## Short problem
In the worked solution below, which quadrant does the point (-1/2, 1/2) lie in?

## Reading text
_ _ _ _

Question

Find the modulus and argument of the following complex number and hence express in the polar form:

\[\frac{1 + 2i}{1 - 3i}\]

Answer 1

\[ \frac{1 + 2i}{1 - 3i}\]

\[\text { Rationalising the denominator }: \]

\[\frac{1 + 2i}{1 - 3i} \times \frac{1 + 3i}{1 + 3i}\]

\[ \Rightarrow \frac{1 + 3i + 2i + 6 i^2}{1 - 9 i^2} \]

\[ \Rightarrow \frac{- 5 + 5i}{10} \left( \because i^2 = - 1 \right)\]

\[ \Rightarrow \frac{- 1}{2} + \frac{i}{2}\]

\[r = \left| z \right|\]

\[ = \sqrt{\frac{1}{4} + \frac{1}{4}}\]

\[ = \frac{1}{\sqrt{2}}\]

\[\text{ Let } \tan \alpha = \left| \frac{Im(z)}{Re(z)} \right|\]

\[\text {Then }, \tan \alpha = \left| \frac{\frac{1}{2}}{\frac{- 1}{2}} \right|\]

\[ = 1 \]

\[ \Rightarrow \alpha = \frac{\pi}{4}\]

\[\text { Since point } \left( \frac{- 1}{2}, \frac{1}{2} \right) \text { lies in the second quadrant, the argument is given by }\]

\[\theta = \pi - \alpha\]

\[ = \pi - \frac{\pi}{4}\]

\[ = \frac{3\pi}{4}\]

\[\text { Polar form } = r\left( \cos \theta + i\sin \theta \right) \]

\[ = \frac{1}{\sqrt{2}}\left( cos\frac{3\pi}{4} + i\sin\frac{3\pi}{4} \right)\]

_ _ _ _

## Provided material
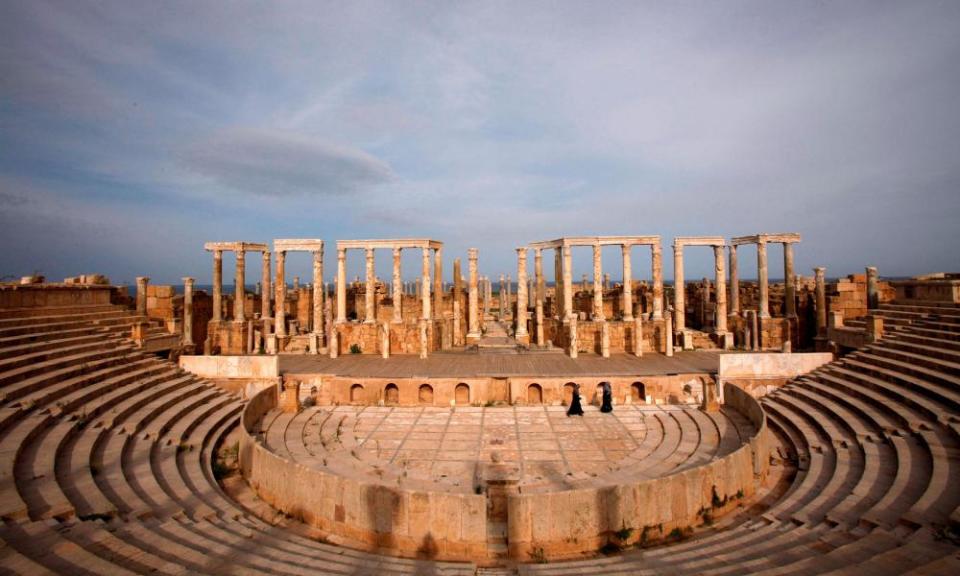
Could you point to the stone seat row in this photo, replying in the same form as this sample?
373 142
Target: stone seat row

_ _ _ _

## Solution to this problem
The second quadrant.